A group of private investors and corporate sponsors enabled the start of the accelerator. At the beginning the accelerator had only two people running it; the CEO responsible for partnerships and the program director responsible for cohorts, programs and ecosystem development. Both of them had personally seen the difficulties for edtech startups during their earlier careers. The accelerator found premises in an old building next to the university of Helsinki and the faculty of educational sciences. The closeness to the pedagogical research and teacher education was an appropriate place for an edtech accelerator.

4.2 Growing community

The first cohort started in spring 2016. The first cohort was a pilot program and implemented through trial and error. It took some rounds until the program reached the level where it was more or less replicated the way it was conducted for a previous cohort. The quality of the startups and competitive process in the selection (European accelerator summit, 2016) are critical for any accelerator. Parallel to the growing awareness and recognition in the Finnish market, the accelerator had from the beginning interested applicants from abroad as well as locally. The selection criteria covered usual questions like: how convincing is the startup team? In addition, one of the key selection criteria included the ability to convey the pedagogical impact of the product.

At the beginning the CEO and the program manager did a great deal of personal marketing to attract interesting and potential startups to apply for the cohorts. The word-of-mouth effect spread relatively fast and startups collaborating with corporate partners or other significant corporate stakeholders started to hear recommendations for the accelerator. In addition to the business relationships, the personal contacts of the startups like other entrepreneurs and even friends were also a channel of information. The events and contacts to the export promotion programs provided also a gate to the accelerator.

INFORMATION PROVIDED:
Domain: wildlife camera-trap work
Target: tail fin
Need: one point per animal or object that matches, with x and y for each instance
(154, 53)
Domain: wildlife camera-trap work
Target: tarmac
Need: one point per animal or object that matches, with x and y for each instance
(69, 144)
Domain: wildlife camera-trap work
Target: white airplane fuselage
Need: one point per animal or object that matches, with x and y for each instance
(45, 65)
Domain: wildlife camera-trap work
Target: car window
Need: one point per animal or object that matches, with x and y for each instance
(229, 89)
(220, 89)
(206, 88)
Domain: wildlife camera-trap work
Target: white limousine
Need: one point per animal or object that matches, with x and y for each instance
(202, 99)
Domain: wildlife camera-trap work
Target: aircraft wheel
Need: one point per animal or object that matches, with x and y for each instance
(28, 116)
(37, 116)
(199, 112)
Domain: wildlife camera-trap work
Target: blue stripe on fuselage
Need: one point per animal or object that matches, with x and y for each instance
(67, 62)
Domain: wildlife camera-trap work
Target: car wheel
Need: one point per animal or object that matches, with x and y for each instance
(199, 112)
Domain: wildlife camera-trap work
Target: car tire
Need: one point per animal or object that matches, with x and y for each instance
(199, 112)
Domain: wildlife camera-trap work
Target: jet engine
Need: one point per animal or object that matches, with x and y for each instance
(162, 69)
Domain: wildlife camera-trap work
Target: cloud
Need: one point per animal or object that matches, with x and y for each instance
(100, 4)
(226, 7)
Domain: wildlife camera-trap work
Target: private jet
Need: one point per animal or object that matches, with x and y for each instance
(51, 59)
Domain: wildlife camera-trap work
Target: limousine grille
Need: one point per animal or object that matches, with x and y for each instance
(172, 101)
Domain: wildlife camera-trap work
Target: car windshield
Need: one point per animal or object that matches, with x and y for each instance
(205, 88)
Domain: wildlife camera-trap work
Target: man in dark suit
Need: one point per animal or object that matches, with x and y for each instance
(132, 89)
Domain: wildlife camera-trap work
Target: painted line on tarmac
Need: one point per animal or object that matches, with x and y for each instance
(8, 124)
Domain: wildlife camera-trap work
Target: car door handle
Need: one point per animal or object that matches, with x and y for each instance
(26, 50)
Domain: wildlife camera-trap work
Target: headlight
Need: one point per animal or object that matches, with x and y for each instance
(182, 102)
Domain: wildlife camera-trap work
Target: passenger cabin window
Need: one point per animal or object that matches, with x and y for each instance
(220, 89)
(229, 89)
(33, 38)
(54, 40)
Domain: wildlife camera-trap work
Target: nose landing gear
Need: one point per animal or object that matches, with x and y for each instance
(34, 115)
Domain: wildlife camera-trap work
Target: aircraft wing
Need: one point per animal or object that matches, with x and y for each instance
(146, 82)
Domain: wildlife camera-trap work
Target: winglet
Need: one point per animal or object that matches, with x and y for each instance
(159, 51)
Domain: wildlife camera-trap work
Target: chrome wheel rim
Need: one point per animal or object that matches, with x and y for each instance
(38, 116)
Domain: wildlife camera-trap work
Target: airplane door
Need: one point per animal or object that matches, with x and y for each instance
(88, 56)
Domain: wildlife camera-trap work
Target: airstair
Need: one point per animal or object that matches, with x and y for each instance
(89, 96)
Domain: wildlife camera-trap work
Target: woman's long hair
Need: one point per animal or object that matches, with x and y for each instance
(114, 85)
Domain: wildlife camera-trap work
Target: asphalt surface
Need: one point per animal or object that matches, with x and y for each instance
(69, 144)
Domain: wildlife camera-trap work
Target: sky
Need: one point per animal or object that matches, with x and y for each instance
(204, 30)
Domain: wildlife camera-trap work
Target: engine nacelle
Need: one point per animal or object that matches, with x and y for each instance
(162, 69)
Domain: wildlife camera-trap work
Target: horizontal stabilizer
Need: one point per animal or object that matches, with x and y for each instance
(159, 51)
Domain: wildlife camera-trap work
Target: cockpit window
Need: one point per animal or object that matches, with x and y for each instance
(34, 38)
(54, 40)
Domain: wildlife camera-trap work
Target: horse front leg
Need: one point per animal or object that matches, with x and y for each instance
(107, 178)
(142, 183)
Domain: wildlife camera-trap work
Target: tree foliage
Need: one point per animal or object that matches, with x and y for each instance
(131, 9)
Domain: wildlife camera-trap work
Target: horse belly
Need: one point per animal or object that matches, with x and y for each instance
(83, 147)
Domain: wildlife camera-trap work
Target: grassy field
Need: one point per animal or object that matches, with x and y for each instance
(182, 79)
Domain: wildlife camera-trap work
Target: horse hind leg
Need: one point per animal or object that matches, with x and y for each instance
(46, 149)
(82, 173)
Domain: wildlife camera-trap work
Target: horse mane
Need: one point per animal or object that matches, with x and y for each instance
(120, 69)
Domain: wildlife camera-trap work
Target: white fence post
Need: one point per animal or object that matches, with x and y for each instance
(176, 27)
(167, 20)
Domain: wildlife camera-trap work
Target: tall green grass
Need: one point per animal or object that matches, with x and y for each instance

JOBS:
[A] Reproduce the edtech accelerator passage from "4.2 Growing community" to "of the product.".
[B] Count how many lines of the entries contain the string "limousine", and give only that number.
The edtech accelerator passage and the entries are unrelated material.

SOLUTIONS TO THE TASKS:
[A]
4.2 Growing community

The first cohort started in spring 2016. The first cohort was a pilot program and implemented through trial and error. It took some rounds until the program reached the level where it was more or less replicated the way it was conducted for a previous cohort. The quality of the startups and competitive process in the selection (European accelerator summit, 2016) are critical for any accelerator. Parallel to the growing awareness and recognition in the Finnish market, the accelerator had from the beginning interested applicants from abroad as well as locally. The selection criteria covered usual questions like: how convincing is the startup team? In addition, one of the key selection criteria included the ability to convey the pedagogical impact of the product.

[B] 2